• **Task statement**
Copy out the records below with "the arm" swapped for "the gripper" wherever it occurs, leaving everything else unchanged.

• **Data for this exercise**
+ + + + +

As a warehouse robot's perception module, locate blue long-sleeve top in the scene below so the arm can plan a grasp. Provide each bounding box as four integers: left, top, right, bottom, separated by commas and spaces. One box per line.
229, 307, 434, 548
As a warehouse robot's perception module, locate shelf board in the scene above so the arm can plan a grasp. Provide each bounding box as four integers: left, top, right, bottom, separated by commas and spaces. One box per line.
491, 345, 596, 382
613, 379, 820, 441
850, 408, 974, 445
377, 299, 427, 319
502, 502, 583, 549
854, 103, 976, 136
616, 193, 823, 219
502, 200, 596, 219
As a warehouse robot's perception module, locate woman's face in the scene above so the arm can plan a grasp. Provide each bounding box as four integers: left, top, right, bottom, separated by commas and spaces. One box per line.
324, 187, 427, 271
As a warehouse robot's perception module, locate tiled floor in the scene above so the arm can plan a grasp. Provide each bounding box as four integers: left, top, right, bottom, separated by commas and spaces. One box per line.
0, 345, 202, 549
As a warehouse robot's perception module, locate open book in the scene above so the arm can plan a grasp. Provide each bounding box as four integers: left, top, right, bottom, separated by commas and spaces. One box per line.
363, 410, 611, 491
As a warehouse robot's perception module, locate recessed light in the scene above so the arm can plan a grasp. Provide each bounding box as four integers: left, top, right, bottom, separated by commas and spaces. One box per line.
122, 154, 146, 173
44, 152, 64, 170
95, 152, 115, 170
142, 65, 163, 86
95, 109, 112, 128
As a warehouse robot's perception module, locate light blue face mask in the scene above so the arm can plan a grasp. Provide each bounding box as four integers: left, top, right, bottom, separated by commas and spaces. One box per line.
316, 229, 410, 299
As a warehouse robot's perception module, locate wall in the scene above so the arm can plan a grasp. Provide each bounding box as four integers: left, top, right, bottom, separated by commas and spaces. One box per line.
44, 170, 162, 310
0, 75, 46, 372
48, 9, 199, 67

+ + + + +

• **Exercise result**
As a warehouse robot's perception module, locate blue long-sleeve top in the scene below so the gripper can plan a grasp. Provide each bounding box as four integers: left, top, right, bottom, separated by commas and spaces. One box per line.
229, 307, 434, 548
As a warehouse robot's perception module, locate shelf board in the scene above so the gripper can plan a grasp. Provide each bounding box as four integers: left, top, right, bottom, separated by commas and spaces. One box per line.
491, 345, 596, 382
613, 379, 820, 441
850, 408, 974, 445
377, 299, 427, 319
502, 502, 583, 549
854, 103, 976, 136
616, 193, 823, 219
502, 200, 596, 219
As a warehouse robot's perception module, locate woman's face in the scene above so the gripper can plan a grasp. Provide each bounding box as four integers: left, top, right, bottom, separated by commas and spaces. One box per line.
324, 187, 427, 271
As a warehouse robot's perception module, locate tiled floor in the scene above so the gripper can plan a grasp. Provide each bounding box as four integers: left, top, right, bottom, separated by commas and spaces. One box per line.
0, 345, 202, 549
As a warehouse robot's perception module, locate open book in the scene above so the gripper can plan a grasp. Provide each bounding box as four integers: left, top, right, bottom, separated by commas and spaces. One box per line.
363, 410, 611, 491
As a warehouse robot's perception module, locate recessed light in the scene above so the gripper can plan a grasp. Provide each bounding box as four integers: left, top, right, bottom, separated by commas and spaces. One box per line.
122, 154, 146, 173
44, 152, 64, 170
95, 152, 115, 170
142, 65, 163, 86
95, 109, 112, 128
As a warehouse robot's perception module, locate light blue face mask in the scene above so the gripper can plan a grasp. Provide each bounding box as four integers: left, top, right, bottom, separated by commas and spaces. One box per line.
316, 229, 410, 299
As a warehouse robot's perception module, locate wall in the scene above so the gripper can plan a grasp. Provide each bounding box as four integers: left, top, right, bottom, separated by commas and spaces. One box per line.
44, 170, 162, 310
0, 75, 46, 372
48, 9, 199, 67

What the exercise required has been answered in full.